**EXERCISE DETAILS**
Render the records as a Markdown table with columns "Row" and "Line", one numbered row per line, from the start of the records through the line holding "POLYGON ((105 102, 124", inclusive. Leave out blank lines.

**MATERIAL PROVIDED**
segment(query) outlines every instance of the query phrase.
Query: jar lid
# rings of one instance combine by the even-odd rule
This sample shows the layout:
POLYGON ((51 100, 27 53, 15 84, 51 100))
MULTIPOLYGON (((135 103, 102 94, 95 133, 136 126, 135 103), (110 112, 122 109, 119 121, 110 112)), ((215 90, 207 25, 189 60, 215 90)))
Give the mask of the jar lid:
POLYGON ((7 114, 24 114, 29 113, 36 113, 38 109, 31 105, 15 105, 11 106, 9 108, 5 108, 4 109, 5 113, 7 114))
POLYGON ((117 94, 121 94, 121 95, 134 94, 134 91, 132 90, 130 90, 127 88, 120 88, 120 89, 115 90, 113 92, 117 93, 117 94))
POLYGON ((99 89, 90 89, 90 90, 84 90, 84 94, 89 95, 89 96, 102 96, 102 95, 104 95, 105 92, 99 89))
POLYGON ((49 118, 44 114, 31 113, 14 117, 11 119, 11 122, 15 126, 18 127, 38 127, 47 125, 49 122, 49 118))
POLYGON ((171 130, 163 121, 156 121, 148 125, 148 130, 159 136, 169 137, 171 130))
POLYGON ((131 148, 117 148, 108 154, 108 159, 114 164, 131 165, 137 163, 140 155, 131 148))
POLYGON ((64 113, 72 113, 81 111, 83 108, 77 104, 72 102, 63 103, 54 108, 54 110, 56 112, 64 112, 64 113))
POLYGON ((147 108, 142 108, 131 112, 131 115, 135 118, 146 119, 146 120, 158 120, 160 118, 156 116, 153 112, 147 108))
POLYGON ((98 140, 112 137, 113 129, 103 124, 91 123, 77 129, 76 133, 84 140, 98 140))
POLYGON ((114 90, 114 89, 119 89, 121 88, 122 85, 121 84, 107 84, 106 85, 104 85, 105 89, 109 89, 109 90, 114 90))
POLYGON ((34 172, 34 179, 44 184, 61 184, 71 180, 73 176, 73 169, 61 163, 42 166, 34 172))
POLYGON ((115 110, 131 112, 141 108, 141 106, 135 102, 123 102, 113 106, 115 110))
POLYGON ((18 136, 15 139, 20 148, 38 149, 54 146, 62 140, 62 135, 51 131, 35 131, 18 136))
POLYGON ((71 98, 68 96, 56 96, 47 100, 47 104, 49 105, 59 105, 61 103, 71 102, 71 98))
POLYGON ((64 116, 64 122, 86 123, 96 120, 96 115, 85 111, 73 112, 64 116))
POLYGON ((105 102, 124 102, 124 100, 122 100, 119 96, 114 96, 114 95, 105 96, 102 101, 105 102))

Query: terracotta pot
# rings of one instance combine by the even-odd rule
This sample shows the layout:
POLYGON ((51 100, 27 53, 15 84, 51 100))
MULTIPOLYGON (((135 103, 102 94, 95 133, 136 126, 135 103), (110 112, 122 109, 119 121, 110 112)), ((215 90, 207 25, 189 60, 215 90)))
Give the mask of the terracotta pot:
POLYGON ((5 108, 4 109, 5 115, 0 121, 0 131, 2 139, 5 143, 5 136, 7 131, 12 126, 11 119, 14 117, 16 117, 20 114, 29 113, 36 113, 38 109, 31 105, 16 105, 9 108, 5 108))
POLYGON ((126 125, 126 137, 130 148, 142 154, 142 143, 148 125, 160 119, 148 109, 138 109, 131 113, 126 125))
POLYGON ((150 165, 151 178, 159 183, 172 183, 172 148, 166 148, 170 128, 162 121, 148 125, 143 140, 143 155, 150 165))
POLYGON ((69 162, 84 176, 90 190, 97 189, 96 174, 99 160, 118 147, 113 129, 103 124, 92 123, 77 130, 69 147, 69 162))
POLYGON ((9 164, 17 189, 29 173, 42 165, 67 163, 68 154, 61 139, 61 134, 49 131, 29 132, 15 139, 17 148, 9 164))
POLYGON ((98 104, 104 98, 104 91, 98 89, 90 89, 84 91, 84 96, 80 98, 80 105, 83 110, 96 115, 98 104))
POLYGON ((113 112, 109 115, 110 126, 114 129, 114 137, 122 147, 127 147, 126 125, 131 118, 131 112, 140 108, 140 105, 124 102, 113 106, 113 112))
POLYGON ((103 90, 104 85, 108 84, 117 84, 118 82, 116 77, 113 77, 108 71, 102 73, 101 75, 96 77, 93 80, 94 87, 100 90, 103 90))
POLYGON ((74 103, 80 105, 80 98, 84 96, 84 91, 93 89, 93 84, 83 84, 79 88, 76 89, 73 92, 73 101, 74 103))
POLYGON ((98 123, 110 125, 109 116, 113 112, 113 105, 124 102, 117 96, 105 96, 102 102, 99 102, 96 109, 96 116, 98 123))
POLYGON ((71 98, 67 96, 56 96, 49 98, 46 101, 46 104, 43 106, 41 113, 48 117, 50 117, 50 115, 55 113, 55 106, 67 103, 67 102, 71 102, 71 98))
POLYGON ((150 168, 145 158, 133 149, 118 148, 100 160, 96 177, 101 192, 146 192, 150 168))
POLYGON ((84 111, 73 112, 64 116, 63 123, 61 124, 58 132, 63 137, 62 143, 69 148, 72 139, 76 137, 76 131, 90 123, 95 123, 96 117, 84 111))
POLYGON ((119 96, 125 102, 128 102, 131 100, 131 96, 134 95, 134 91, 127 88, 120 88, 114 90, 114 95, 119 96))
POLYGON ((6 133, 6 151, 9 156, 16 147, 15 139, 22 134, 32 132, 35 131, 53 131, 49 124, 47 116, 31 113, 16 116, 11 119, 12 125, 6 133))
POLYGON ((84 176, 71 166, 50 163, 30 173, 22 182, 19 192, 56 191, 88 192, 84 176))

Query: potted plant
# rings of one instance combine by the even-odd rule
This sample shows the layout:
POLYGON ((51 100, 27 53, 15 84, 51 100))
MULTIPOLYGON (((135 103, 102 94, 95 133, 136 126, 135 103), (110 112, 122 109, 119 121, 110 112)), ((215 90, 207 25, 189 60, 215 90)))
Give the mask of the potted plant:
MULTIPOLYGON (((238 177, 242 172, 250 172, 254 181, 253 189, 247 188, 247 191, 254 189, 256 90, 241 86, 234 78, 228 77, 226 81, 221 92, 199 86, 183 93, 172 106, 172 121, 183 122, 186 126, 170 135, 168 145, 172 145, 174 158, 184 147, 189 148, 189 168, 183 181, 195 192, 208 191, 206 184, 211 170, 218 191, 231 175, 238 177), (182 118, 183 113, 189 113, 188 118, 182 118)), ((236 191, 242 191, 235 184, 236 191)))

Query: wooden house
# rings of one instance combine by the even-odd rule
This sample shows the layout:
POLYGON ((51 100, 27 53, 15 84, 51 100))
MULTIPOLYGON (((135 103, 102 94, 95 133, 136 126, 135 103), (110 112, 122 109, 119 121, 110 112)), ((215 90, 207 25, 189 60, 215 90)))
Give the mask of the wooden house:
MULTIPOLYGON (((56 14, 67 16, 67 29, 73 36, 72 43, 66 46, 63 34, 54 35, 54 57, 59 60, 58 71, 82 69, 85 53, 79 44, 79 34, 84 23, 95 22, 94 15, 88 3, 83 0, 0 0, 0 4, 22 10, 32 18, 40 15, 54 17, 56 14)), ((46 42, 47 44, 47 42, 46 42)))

**OUTPUT BELOW**
| Row | Line |
|---|---|
| 1 | segment(query) outlines every instance of the query phrase. |
| 2 | Query: jar lid |
| 3 | # rings of one instance combine by the even-odd rule |
| 4 | This sample shows the layout: |
| 5 | POLYGON ((51 100, 27 53, 15 84, 51 100)) |
| 6 | MULTIPOLYGON (((135 103, 102 94, 95 133, 136 126, 135 103), (110 112, 122 109, 119 121, 110 112)), ((215 90, 207 25, 189 60, 215 90))) |
| 7 | Give the mask of the jar lid: |
| 8 | POLYGON ((7 114, 24 114, 29 113, 36 113, 38 109, 31 105, 15 105, 11 106, 9 108, 5 108, 4 109, 5 113, 7 114)) |
| 9 | POLYGON ((117 94, 121 94, 121 95, 134 94, 134 91, 132 90, 130 90, 127 88, 120 88, 120 89, 115 90, 113 92, 117 93, 117 94)) |
| 10 | POLYGON ((99 89, 90 89, 90 90, 84 90, 84 94, 89 95, 89 96, 102 96, 102 95, 104 95, 105 92, 99 89)) |
| 11 | POLYGON ((49 118, 44 114, 31 113, 14 117, 11 119, 11 122, 15 126, 18 127, 38 127, 47 125, 49 122, 49 118)) |
| 12 | POLYGON ((171 130, 163 121, 156 121, 148 125, 148 130, 159 136, 169 137, 171 130)) |
| 13 | POLYGON ((131 148, 117 148, 108 154, 108 159, 114 164, 131 165, 137 163, 140 155, 131 148)) |
| 14 | POLYGON ((64 113, 72 113, 81 111, 83 108, 77 104, 72 102, 63 103, 54 108, 54 110, 56 112, 64 112, 64 113)) |
| 15 | POLYGON ((147 108, 142 108, 131 112, 131 115, 135 118, 146 119, 146 120, 158 120, 160 118, 156 116, 153 112, 147 108)) |
| 16 | POLYGON ((98 140, 112 137, 113 129, 103 124, 91 123, 77 129, 76 133, 84 140, 98 140)) |
| 17 | POLYGON ((114 90, 114 89, 119 89, 121 88, 122 85, 121 84, 107 84, 106 85, 104 85, 105 89, 109 89, 109 90, 114 90)) |
| 18 | POLYGON ((34 172, 34 179, 44 184, 61 184, 71 180, 73 176, 73 169, 61 163, 42 166, 34 172)) |
| 19 | POLYGON ((115 110, 131 112, 141 108, 141 106, 135 102, 123 102, 113 106, 115 110)) |
| 20 | POLYGON ((18 136, 15 139, 20 148, 38 149, 54 146, 62 140, 62 135, 51 131, 35 131, 18 136)) |
| 21 | POLYGON ((71 98, 68 96, 56 96, 47 100, 47 104, 49 105, 59 105, 61 103, 71 102, 71 98)) |
| 22 | POLYGON ((64 116, 64 122, 86 123, 96 120, 96 115, 85 111, 73 112, 64 116)) |
| 23 | POLYGON ((105 102, 124 102, 124 100, 122 100, 119 96, 114 96, 114 95, 105 96, 102 101, 105 102)) |